- Do this
Count how many lines in the data below contain the string "task", matching case exactly. Reply with the number only.

- Recorded information
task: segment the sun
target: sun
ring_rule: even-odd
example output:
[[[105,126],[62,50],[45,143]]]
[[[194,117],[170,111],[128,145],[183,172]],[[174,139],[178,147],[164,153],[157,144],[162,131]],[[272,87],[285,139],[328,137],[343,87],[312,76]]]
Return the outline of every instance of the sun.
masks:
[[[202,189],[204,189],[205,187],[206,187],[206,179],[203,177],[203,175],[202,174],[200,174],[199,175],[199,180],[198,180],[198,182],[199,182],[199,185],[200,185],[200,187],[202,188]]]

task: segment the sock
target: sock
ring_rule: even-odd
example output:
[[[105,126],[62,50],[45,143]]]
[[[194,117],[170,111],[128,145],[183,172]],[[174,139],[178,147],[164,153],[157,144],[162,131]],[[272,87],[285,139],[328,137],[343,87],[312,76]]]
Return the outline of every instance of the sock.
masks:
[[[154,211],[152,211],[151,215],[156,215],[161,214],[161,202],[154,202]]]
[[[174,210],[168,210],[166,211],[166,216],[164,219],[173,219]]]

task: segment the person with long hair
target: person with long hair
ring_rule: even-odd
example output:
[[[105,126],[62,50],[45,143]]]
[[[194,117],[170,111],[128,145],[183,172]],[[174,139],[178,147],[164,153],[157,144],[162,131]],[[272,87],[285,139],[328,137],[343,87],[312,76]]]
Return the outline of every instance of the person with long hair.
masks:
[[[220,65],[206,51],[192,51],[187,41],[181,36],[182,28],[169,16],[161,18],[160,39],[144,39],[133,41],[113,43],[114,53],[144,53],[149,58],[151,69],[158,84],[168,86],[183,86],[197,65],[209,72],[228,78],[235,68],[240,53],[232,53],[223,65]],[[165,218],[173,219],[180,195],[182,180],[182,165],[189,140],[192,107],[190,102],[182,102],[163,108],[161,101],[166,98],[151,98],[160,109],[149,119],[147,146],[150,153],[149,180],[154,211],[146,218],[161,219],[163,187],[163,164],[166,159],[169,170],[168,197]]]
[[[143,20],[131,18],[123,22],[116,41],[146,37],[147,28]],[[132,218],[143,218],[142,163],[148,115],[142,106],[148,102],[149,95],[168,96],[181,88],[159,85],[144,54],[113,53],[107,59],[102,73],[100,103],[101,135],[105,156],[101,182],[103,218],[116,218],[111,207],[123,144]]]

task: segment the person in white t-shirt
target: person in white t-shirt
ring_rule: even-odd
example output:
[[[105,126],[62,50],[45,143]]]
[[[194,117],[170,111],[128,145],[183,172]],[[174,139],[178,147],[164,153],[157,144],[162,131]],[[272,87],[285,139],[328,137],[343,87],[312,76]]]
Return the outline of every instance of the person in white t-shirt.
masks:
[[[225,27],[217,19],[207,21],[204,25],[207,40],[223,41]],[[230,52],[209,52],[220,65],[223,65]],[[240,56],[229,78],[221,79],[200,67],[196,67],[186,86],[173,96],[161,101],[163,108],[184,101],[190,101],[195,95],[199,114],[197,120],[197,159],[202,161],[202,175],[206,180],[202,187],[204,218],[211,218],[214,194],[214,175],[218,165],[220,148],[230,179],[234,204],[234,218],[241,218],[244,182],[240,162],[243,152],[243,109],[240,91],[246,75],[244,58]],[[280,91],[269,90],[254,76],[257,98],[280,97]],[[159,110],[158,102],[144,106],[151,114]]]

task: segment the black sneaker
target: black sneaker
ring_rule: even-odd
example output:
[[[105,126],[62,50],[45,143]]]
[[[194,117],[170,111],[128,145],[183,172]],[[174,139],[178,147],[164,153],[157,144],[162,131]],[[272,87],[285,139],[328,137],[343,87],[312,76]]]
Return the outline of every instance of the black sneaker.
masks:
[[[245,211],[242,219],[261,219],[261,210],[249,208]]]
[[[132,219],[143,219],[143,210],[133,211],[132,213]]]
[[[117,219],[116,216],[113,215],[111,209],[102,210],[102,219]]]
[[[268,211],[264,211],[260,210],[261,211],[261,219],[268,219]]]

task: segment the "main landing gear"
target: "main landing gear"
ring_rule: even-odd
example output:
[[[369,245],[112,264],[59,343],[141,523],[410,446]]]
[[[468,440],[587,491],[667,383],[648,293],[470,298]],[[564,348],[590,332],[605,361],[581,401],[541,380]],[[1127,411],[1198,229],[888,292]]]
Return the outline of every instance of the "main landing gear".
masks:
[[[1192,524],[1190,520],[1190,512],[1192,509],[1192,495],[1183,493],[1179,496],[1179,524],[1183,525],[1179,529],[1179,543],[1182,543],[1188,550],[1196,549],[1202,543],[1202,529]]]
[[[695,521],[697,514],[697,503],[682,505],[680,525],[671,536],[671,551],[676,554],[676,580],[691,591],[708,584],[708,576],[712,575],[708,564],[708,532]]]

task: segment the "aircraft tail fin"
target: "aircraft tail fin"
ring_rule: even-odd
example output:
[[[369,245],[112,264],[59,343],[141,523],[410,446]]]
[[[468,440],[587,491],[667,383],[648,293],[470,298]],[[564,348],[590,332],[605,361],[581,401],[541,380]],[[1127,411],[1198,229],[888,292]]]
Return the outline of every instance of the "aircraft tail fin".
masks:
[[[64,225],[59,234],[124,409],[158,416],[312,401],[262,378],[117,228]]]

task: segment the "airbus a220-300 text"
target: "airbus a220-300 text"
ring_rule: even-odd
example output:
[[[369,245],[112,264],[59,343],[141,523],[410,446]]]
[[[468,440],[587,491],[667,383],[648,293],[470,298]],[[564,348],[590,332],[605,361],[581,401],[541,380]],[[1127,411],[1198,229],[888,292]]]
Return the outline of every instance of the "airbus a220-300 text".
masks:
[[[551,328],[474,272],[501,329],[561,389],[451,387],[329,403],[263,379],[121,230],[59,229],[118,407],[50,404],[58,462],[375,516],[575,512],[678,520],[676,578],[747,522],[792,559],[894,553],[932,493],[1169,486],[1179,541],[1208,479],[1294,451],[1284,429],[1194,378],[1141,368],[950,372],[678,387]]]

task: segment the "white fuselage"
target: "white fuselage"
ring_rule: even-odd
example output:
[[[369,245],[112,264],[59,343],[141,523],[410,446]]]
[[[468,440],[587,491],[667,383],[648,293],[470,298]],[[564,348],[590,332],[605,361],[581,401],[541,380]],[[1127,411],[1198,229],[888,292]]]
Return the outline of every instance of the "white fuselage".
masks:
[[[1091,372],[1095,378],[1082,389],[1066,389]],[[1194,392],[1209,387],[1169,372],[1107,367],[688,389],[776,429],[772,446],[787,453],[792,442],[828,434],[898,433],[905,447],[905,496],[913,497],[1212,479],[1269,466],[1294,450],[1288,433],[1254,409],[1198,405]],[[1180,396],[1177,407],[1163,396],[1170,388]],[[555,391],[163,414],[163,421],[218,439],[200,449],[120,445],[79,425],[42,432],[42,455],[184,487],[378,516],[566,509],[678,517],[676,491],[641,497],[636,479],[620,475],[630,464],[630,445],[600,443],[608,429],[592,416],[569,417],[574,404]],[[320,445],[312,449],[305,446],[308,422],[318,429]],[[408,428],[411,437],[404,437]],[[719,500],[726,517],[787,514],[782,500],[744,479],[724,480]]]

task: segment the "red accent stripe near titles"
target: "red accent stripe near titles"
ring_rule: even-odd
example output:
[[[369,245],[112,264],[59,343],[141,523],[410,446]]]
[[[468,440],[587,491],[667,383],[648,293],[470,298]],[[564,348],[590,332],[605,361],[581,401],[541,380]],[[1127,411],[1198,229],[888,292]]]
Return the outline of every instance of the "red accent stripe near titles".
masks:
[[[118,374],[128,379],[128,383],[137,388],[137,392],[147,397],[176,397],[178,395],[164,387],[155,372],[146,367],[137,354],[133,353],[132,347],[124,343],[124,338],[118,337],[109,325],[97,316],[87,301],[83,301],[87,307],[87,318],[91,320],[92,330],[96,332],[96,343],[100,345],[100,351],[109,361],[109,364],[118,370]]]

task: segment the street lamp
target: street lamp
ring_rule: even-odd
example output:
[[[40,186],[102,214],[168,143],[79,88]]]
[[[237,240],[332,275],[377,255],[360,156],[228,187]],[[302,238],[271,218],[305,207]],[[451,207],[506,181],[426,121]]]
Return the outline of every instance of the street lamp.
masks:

- Final result
11